### WRITTEN TASK
Transcribe every record below word for word, omitting the pictures from your reply.

======== INFORMATION PROVIDED ========

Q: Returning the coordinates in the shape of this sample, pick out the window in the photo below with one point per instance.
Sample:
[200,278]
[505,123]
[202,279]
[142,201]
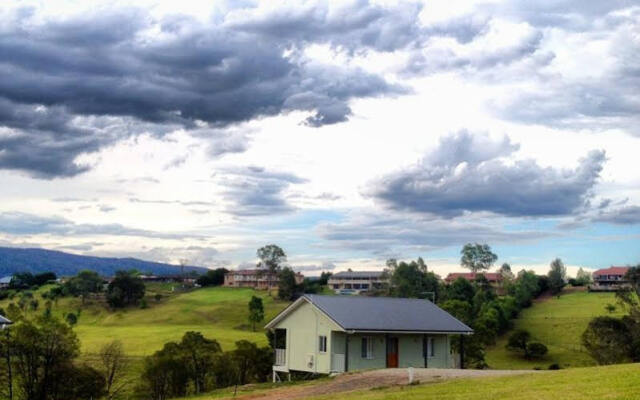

========

### TASK OUTPUT
Q: Returning the coordinates in the shape of this sample, pick out the window in the photo below with one point per instance.
Sample:
[200,278]
[505,123]
[202,279]
[142,201]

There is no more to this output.